### Quoted passage

________

Help me understand VLAN tagging performance penalty

So the first time I experienced performance issues due to adding VLAN to an interface was with the Netgear R7800, when I discovered that wired to wired speed was capped at around 80MB per second when I added a VLAN tag to an otherwise untagged port to transfer two subnets with one cable.

As I'm using a lot more VLANs these days on my Proxmox server which hosts Openwrt, and the fact that I'm planning for future 10Gb or more home networks, I'm really looking to get to the root of the performance issue.

What I understand is most modern NICs are built with hardware accelerated VLAN tagging, i.e. VLAN offload, and I'm certainly NOT having any issues with my x86 hardware, why did that issue happen with the R7800 in the first place, since with no doubt R7800 does use VLAN and a managed switch to offer its five ports? Is this the same kind of performance penalty as software NAT?

I'm hoping with this question answered I'll be able to make plans for my next level home network, I know and have used a managed switch to offload the tagging process, but it'll be more helpful to learn about the knowledge behind. Thanks.

Are you measuring inter-VLAN routing throughput between different subnets - or the throughput of a single VLAN between two different switch ports (one tagged, one untagged)?

I personally do not see anything like this limit on my very similar nbg6817, all LAN clients connecting via a single trunk port on my router to a managed switch and diverisifying from there (and even my WAN speed exceeds 80 MBit/s by a multitude, so I would notice).

1 Like

Thank you for bringing that up, I'm also looking for more probable causes.

When I had that issue with R7800, I was doing a hybrid port with one of the "LAN" ports, using "unmanaged" as the protocol to bridge the untagged and tagged interfaces to two SSIDs, of course when accessing wirelessly I thought the 80MB/s ceiling was just due to the wireless capabilities. And then one day I accessed from another LAN port that's untagged, hitting the same limit, the whole time I was just using the r7800 as a managed switch without getting into Layer 3 territory I think, which led me to think there's some deficit in the process.

________

### Information provided
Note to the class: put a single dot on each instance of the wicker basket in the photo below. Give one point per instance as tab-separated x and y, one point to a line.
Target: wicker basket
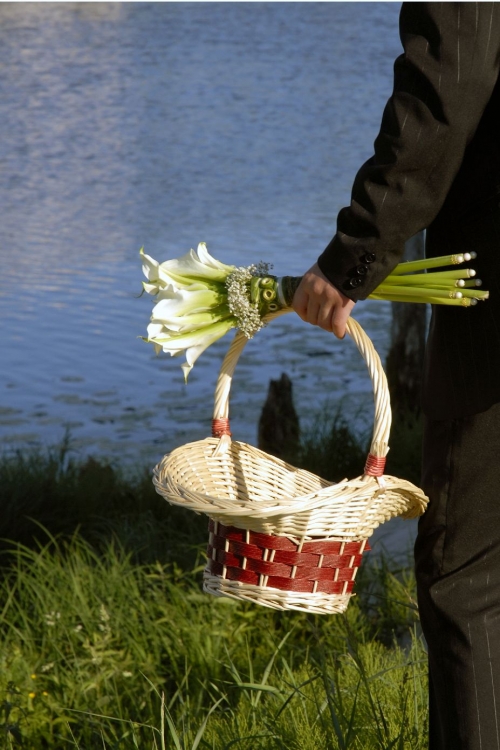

________

### Complete the following
**A.** Write out the passage of the VLAN tagging thread that begins at the words "So the first" and stops after "the performance issue.".
**B.** Carry on the forum thread about the VLAN tagging performance penalty from its last sentence.

### Answers for the exercise
**A.**
So the first time I experienced performance issues due to adding VLAN to an interface was with the Netgear R7800, when I discovered that wired to wired speed was capped at around 80MB per second when I added a VLAN tag to an otherwise untagged port to transfer two subnets with one cable.

As I'm using a lot more VLANs these days on my Proxmox server which hosts Openwrt, and the fact that I'm planning for future 10Gb or more home networks, I'm really looking to get to the root of the performance issue.

**B.**
Whether that data ever flew through the switched port to the CPU and back, or was dealt with inside the managed switch never reaching the CPU I don't know, probably the former as there was some high CPU load.

But I do hope to also get your opinion on the other matter, cross subnet routing. I do use multiple subnets and the CPU in my x86 machine is fully capable of routing at least 10Gbps I think, but it does raise the CPU usage when doing cross subnet traffic as I've noticed. What would be a more proper way to handle a future whole home 10Gb or more cross subnet routing? Is cross subnet routing itself causing the CPU usage or something else, is a Layer 3 switch the answer for that? Thank you.

In short @l3 switch yes... personally... I found the whole cisco 'core distribution edge' philosophy significantly helpful when it comes to understanding overall network design/performance...

you may wish to read some of their docs regarding this...

Just a quick search and I think it's similar to what I do with my Openwrt setup, albeit at different scale. I guess cost saving/performance/functionality can't be achieved all at once.

1 Like

what happens on small networks is all 3 get compressed into one... and it's more the 'logical philosophy' that is beneficial...

in particular tho' the 'core' gets compressed with 'distribution'... it is this distribution layer where all gains are to be had... (and what your question truly relates to)

That's really interesting to know, I'll do more reading into that solution, thank you!

1 Like

fundamentally this is true... what the above does is help you to isolate what-is-what and target the area that needs it...